--- TEXTE EXTRAIT ---
Les experts nous avaient prévenus : les problèmes des pays largement non vaccinés finiront par devenir nos problèmes. Il est illusoire de combattre une pandémie mondiale en construisant des bulles de protection ici et là.

Le variant Omicron, et sa protéine en pic truffée de mutations, sera-t-il celui qui fera éclater ces bulles ? Il est trop tôt pour le dire. Il faudra sans doute quelques semaines aux scientifiques pour bien comprendre si le variant Omicron peut contourner la vaccination, et s’il est plus contagieux ou plus virulent que le variant Delta actuellement dominant.

Mais les craintes qu’il cause rappellent l’ampleur du risque que court la planète alors que 46 % de sa population n’a encore reçu aucune dose de vaccin contre la COVID-19 (la proportion dépasse 94 % dans les pays considérés comme à « faible revenu » par la Banque mondiale).

On ignore d’où vient le variant Omicron (ce n’est peut-être même pas d’Afrique). Mais près de deux ans après le début de la pandémie, avoir de larges pans de la population mondiale encore non vaccinés est autant un échec éthique qu’une épée de Damoclès au-dessus de nos têtes.

Chaque être humain non vacciné court un risque accru d’être infecté. Et chaque personne infectée se transforme en usine à répliquer le virus de la COVID-19. Au fil des erreurs qui surviennent au hasard de ces multiplications, de nouvelles formes du virus émergent.

L’immense disparité vaccinale qui subsiste encore nous fait ainsi réaliser l’erreur qu’on a commise en laissant les entreprises comme Pfizer et Moderna s’asseoir sur leurs brevets, sans les obliger à accorder des licences et à transférer leur expertise aux pays qui voulaient fabriquer le vaccin (comme l’Inde et l’Afrique du Sud).

On mesure aussi le tragique échec de COVAX, mécanisme international de distribution de vaccins qui n’a jamais décollé parce que les pays riches comme le Canada l’ont court-circuité en signant des ententes commerciales directement avec les fabricants de vaccins. Et parce que les pays comme la Chine ont attaché des drapeaux aux fioles qu’ils ont envoyées dans les pays en développement, transformant l’aide en jeu diplomatique.

--- Entrées de données enregistrées ---
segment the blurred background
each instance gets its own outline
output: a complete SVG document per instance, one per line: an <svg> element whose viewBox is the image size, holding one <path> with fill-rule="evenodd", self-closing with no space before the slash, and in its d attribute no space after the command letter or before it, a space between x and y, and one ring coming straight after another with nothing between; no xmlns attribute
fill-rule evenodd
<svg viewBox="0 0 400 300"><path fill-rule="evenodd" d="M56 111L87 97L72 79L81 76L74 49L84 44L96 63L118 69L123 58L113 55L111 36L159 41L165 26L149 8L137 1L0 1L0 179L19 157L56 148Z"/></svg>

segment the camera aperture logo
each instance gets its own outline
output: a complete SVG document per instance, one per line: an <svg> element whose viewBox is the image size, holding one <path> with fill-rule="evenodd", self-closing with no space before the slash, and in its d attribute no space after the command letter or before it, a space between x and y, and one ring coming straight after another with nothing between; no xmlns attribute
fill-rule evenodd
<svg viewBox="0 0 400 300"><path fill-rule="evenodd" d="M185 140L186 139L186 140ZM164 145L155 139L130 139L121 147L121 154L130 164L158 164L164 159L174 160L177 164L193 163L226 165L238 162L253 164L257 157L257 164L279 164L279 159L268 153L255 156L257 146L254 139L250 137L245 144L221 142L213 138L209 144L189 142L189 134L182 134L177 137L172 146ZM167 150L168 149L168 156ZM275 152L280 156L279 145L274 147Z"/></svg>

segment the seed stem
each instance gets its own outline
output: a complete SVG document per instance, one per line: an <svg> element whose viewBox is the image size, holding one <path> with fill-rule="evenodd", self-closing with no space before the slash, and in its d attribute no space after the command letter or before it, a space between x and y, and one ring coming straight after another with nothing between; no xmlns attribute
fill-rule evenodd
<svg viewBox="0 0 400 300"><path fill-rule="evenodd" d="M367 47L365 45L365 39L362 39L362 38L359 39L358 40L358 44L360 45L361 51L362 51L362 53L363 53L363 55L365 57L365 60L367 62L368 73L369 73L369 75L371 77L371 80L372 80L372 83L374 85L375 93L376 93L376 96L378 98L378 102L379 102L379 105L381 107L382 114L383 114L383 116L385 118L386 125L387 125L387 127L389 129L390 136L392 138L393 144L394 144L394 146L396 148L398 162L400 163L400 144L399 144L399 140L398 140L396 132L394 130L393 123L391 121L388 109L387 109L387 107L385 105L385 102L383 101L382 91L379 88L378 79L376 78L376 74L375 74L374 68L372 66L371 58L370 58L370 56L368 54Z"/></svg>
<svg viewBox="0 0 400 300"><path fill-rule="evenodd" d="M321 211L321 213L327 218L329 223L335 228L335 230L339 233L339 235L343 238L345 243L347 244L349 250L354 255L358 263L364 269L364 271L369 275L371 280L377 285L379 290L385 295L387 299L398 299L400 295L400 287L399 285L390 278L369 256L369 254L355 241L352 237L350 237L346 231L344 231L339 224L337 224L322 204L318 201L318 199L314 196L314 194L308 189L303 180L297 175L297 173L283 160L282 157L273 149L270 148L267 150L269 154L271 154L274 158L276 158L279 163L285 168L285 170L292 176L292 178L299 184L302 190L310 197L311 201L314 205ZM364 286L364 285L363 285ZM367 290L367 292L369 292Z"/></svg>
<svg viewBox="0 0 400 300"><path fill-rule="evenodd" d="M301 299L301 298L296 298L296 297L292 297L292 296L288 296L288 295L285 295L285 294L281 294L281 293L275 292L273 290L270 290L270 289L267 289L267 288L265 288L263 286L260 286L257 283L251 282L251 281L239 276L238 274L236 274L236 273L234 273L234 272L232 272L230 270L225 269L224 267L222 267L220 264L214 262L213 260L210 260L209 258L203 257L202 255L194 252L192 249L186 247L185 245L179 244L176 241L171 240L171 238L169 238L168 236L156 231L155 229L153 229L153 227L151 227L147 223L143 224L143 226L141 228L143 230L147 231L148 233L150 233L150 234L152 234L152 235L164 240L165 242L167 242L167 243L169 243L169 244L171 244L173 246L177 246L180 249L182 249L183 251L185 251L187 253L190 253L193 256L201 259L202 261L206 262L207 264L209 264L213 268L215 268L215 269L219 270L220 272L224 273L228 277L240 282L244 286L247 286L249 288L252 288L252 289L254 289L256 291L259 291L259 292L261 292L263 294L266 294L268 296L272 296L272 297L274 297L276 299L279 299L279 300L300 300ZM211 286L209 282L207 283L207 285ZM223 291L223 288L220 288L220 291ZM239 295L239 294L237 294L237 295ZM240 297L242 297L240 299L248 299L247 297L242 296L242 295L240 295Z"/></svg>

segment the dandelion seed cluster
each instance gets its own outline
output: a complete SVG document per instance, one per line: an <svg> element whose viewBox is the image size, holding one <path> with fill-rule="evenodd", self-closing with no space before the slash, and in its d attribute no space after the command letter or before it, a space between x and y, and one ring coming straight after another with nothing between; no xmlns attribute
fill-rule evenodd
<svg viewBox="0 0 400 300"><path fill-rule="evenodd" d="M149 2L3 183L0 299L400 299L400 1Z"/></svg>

--- CONSIGNE ---
Recopiez le passage du texte sur la vaccination mondiale en commençant à « Chaque être humain » et en terminant à « l’Afrique du Sud). ».

--- ZONE DE RÉPONSE ---
Chaque être humain non vacciné court un risque accru d’être infecté. Et chaque personne infectée se transforme en usine à répliquer le virus de la COVID-19. Au fil des erreurs qui surviennent au hasard de ces multiplications, de nouvelles formes du virus émergent.

L’immense disparité vaccinale qui subsiste encore nous fait ainsi réaliser l’erreur qu’on a commise en laissant les entreprises comme Pfizer et Moderna s’asseoir sur leurs brevets, sans les obliger à accorder des licences et à transférer leur expertise aux pays qui voulaient fabriquer le vaccin (comme l’Inde et l’Afrique du Sud).